-- PROBLEM REQUIREMENTS --
Recast every line of the entries below as a Markdown table with the columns "Row" and "Text", giving each line its row number and skipping blank lines. Leave the pictures out of the table.

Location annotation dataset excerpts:
--------

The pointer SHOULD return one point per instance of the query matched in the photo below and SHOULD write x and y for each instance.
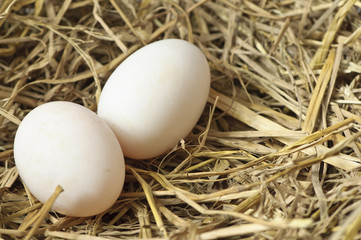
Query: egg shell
(66, 144)
(155, 97)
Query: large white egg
(155, 97)
(66, 144)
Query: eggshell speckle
(155, 97)
(63, 143)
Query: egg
(66, 144)
(155, 97)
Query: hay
(276, 153)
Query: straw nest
(276, 153)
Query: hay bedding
(276, 153)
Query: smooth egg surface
(155, 97)
(66, 144)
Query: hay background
(255, 167)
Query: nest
(276, 153)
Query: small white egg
(155, 97)
(66, 144)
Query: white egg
(66, 144)
(155, 97)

--------

-- THE SOLUTION --
| Row | Text |
|---|---|
| 1 | The pointer SHOULD return one point per instance of the query matched in the photo below and SHOULD write x and y for each instance. |
| 2 | Query: egg shell |
| 3 | (66, 144) |
| 4 | (155, 97) |
| 5 | Query: large white egg |
| 6 | (155, 97) |
| 7 | (66, 144) |
| 8 | Query: eggshell speckle |
| 9 | (155, 97) |
| 10 | (63, 143) |
| 11 | Query: egg |
| 12 | (66, 144) |
| 13 | (155, 97) |
| 14 | Query: hay |
| 15 | (276, 153) |
| 16 | Query: straw nest |
| 17 | (276, 153) |
| 18 | Query: hay bedding |
| 19 | (276, 153) |
| 20 | Query: smooth egg surface |
| 21 | (155, 97) |
| 22 | (66, 144) |
| 23 | Query: hay background |
| 24 | (255, 167) |
| 25 | Query: nest |
| 26 | (276, 153) |
| 27 | Query: small white egg |
| 28 | (155, 97) |
| 29 | (66, 144) |
| 30 | Query: white egg |
| 31 | (66, 144) |
| 32 | (155, 97) |